> Directive 1:
Please list every before-and-after timing pair that the compression post reports for the patch.
> Directive 2:
According to the compression post, how much plain data does the 2.4MB zdata decompress to?
> Directive 3:
Return the passage of the compression post from "(Though packs are" to "down to 2MB).".

> Extract provided:
*-*-*
Better compression

Fri Jul 25 21:24:53 BST 2008

-----BEGIN PGP SIGNED MESSAGE-----
Hash: SHA1

John Arbash Meinel wrote:

...

I did dig into this. And it seems that the decompression logic doesn't
pay attention to the fact that we are extracting multiple texts from the
same compressed hunk.

So it does a full decompress of the 2.4MB zdata => 10.8MB plain data and
the extracts the 1 text from there. And then it does that 10 times for
10 texts in the same zdata chunk.

Attached is a patch which just re-uses the last data source. It drops
the "bzr log --short r -10..-1" time from 1.4s => 0.6s.

Even better, it drops the "bzr log --short -r -100..-1" time from 9s =>
1.0s.

(Though packs are still faster at 0.44s and 0.6s respectively.)

Of course, if you go up to -r -300 it still gets better (30s => 1.5s.)

I would guess it scales indefinitely, simply because *all* of my
revision texts are probably stored in a single 10MB gc chunk. (zlib
compressed down to 2MB).
*-*-*
> Supplied material:

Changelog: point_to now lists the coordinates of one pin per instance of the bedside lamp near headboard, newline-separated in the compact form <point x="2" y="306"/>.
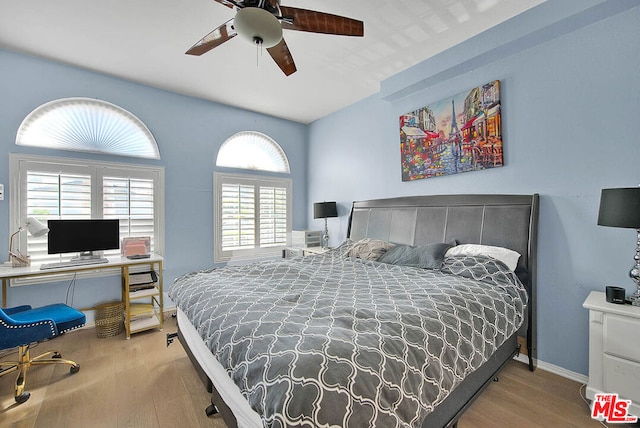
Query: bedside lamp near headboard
*-*-*
> Task result 1:
1.4s => 0.6s
9s => 1.0s
30s => 1.5s

> Task result 2:
10.8MB of plain data.

> Task result 3:
(Though packs are still faster at 0.44s and 0.6s respectively.)

Of course, if you go up to -r -300 it still gets better (30s => 1.5s.)

I would guess it scales indefinitely, simply because *all* of my
revision texts are probably stored in a single 10MB gc chunk. (zlib
compressed down to 2MB).